→ EXERCISE DETAILS: Reproduce word for word the lines of the records below, starting at the line that contains "the beige apron" and ending at the line that contains "x=277, y=64", with both of those lines included.

→ PROVIDED DATA:
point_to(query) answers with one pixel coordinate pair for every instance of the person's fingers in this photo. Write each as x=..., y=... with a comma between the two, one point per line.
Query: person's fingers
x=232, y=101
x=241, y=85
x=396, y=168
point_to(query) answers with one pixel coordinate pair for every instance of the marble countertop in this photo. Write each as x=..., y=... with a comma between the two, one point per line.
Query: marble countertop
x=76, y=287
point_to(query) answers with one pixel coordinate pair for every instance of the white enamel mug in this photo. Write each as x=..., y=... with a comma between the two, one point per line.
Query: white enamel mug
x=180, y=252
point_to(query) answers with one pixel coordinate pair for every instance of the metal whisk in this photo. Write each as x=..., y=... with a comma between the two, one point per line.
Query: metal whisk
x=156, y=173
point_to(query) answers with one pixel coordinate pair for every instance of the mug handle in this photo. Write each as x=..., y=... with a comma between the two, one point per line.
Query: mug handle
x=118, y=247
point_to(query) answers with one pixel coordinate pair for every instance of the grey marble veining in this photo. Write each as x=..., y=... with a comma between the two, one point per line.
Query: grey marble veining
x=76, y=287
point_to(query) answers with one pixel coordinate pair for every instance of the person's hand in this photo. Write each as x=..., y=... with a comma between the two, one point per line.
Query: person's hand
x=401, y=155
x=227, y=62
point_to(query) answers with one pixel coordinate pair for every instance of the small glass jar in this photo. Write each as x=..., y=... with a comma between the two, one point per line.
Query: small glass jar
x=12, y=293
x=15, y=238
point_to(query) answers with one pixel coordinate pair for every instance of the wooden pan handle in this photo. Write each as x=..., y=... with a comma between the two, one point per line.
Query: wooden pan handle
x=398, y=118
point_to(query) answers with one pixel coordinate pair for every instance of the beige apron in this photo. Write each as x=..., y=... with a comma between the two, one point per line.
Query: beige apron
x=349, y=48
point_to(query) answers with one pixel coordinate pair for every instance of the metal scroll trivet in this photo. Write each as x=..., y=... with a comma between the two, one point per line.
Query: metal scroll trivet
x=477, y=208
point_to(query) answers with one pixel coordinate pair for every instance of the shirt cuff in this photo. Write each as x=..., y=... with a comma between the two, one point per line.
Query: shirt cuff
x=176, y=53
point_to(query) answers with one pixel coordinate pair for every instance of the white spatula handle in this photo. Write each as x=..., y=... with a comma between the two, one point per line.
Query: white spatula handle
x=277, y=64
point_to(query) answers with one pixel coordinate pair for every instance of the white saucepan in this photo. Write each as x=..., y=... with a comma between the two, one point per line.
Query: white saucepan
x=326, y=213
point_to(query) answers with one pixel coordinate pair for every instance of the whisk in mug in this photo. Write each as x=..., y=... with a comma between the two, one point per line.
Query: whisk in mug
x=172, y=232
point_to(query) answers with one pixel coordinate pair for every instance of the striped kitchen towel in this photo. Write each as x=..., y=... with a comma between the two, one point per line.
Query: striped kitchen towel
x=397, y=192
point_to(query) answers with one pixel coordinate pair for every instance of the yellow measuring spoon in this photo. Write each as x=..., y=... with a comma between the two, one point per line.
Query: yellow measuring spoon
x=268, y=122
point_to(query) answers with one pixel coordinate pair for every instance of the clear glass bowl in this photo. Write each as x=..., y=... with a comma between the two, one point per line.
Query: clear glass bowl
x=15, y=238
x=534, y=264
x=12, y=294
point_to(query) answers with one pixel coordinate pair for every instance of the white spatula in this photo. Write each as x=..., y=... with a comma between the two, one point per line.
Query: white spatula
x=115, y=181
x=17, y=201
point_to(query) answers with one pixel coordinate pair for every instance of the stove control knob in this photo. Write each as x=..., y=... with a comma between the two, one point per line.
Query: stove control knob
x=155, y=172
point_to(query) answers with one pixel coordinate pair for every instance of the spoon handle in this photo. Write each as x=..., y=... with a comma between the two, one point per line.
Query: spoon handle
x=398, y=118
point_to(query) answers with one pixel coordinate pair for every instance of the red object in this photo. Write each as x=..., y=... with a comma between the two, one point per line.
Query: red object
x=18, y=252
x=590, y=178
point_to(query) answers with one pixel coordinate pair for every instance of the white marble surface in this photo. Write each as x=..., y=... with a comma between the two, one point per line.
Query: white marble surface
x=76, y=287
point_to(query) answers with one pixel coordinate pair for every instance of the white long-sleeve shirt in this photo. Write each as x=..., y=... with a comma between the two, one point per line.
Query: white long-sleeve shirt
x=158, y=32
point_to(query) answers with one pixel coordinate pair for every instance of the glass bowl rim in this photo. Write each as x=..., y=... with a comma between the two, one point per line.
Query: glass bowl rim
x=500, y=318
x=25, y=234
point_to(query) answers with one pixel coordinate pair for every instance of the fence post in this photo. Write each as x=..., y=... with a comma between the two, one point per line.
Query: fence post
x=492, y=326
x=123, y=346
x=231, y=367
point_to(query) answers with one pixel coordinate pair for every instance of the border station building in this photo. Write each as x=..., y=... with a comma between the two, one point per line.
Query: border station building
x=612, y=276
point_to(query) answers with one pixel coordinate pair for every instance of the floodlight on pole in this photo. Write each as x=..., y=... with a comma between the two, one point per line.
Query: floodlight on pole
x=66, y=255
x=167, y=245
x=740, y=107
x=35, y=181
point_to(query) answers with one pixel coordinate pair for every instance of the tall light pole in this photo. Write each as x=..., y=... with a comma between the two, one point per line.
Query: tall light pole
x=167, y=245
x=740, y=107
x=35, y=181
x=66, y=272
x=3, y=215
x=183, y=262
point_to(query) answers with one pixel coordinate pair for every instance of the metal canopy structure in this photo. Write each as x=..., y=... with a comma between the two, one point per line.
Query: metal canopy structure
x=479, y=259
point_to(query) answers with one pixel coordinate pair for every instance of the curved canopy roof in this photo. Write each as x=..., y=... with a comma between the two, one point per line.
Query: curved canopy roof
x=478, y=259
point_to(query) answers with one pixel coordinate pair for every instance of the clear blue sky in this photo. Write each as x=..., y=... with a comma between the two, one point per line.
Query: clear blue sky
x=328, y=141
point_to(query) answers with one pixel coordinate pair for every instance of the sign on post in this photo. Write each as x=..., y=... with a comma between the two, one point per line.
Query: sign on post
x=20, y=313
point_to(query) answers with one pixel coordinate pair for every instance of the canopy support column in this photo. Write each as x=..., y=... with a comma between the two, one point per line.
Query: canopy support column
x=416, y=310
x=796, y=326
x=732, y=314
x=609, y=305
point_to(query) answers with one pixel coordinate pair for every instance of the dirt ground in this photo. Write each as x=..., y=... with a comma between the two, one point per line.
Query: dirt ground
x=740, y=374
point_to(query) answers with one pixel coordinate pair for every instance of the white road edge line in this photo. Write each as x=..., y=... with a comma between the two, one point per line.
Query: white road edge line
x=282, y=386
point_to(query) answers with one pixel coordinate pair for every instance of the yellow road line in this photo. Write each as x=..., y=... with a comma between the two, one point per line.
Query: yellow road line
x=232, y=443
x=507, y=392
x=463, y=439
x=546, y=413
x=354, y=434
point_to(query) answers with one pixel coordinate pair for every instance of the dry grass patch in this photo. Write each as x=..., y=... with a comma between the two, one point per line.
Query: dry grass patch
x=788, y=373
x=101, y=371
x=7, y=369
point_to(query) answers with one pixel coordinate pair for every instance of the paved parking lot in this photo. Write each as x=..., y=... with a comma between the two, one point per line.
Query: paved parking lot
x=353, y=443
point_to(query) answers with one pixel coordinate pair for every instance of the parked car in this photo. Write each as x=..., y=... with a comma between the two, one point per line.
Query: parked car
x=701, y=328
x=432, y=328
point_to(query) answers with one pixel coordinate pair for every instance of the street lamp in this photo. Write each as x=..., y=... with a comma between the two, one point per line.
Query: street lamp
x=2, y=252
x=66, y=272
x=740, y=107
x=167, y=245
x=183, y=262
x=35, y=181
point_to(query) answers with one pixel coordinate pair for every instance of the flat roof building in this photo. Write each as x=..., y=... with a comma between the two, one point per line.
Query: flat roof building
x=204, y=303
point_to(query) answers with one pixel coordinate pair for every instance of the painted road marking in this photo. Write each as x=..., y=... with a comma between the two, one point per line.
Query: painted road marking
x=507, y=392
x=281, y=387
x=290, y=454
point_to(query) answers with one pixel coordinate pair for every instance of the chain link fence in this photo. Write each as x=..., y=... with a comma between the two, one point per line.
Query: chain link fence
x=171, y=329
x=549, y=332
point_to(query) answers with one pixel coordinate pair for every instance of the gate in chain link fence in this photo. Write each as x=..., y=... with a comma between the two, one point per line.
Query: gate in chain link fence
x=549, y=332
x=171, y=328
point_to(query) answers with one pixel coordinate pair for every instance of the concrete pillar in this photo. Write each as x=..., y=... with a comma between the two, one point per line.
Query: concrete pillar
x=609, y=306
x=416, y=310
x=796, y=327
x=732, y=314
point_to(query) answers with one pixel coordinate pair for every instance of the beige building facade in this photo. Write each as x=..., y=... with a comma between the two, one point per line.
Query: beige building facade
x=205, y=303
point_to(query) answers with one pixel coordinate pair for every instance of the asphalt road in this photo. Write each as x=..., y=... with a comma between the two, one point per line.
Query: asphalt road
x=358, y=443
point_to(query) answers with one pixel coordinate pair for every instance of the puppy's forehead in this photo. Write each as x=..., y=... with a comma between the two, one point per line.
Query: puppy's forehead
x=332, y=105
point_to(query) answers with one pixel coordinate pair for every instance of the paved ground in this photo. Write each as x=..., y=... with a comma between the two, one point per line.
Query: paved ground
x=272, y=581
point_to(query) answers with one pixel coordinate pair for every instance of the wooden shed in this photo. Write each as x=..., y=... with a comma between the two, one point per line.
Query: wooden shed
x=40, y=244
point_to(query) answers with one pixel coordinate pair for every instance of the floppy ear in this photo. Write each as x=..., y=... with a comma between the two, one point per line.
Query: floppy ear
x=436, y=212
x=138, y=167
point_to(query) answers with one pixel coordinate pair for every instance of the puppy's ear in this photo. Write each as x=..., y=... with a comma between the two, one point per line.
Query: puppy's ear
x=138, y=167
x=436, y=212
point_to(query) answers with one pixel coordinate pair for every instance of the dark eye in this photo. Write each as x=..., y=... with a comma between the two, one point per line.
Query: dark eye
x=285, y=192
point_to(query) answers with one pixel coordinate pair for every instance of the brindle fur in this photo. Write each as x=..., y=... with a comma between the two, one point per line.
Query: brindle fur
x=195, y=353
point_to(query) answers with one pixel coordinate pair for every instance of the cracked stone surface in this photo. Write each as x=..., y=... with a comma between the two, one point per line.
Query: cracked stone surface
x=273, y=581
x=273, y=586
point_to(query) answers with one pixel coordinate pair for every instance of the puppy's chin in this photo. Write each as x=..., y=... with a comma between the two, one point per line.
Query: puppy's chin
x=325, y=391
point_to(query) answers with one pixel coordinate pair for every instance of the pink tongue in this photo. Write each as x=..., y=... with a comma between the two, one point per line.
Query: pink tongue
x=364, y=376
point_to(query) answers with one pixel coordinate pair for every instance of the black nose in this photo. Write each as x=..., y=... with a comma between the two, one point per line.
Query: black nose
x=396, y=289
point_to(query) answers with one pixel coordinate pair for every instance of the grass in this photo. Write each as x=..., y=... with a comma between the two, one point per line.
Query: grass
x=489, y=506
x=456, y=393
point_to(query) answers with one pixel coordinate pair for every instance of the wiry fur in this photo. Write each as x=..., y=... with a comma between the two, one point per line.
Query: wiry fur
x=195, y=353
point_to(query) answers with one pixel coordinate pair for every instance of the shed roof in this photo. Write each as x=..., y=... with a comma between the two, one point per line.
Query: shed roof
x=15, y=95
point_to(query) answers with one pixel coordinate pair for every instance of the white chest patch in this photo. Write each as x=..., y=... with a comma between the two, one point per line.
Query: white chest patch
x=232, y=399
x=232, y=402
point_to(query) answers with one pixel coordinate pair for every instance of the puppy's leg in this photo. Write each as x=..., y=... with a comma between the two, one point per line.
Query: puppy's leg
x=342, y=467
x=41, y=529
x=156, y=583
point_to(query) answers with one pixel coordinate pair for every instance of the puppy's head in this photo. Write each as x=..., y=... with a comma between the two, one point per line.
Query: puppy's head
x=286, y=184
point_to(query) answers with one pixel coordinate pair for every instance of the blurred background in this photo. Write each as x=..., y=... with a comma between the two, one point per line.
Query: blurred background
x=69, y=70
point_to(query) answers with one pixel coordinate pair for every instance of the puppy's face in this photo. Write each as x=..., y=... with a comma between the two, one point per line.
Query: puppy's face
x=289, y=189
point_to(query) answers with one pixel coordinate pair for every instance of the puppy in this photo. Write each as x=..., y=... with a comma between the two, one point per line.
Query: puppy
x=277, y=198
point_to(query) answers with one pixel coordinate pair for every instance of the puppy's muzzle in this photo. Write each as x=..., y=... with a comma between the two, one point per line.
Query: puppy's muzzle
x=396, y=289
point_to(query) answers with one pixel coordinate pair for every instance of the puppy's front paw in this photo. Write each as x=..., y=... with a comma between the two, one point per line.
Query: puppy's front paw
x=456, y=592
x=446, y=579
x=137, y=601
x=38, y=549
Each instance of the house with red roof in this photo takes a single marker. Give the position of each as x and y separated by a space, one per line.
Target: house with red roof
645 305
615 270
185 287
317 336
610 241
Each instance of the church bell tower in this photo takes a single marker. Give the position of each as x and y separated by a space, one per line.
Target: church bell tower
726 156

→ SOLUTION BELOW:
point_to(query) answers with one pixel coordinate pair for every instance of the beige apron in this photo. Write each as x=..., y=... with a comma between the two, one point per line.
Query: beige apron
x=349, y=48
point_to(query) answers with one pixel coordinate pair for every instance of the metal scroll trivet in this photo. Write each as x=..., y=... with a comma between the two, one point per line.
Query: metal scroll trivet
x=477, y=208
point_to(query) answers with one pixel coordinate pair for every instance of the shirt cuff in this photo. Write each as x=..., y=... with a comma between the two, one point per line.
Query: shirt cuff
x=176, y=53
point_to(query) answers with one pixel coordinate pair for every instance of the white spatula handle in this photo. Write each as x=..., y=... with a comma between the two, one point per line.
Query: white spatula handle
x=277, y=64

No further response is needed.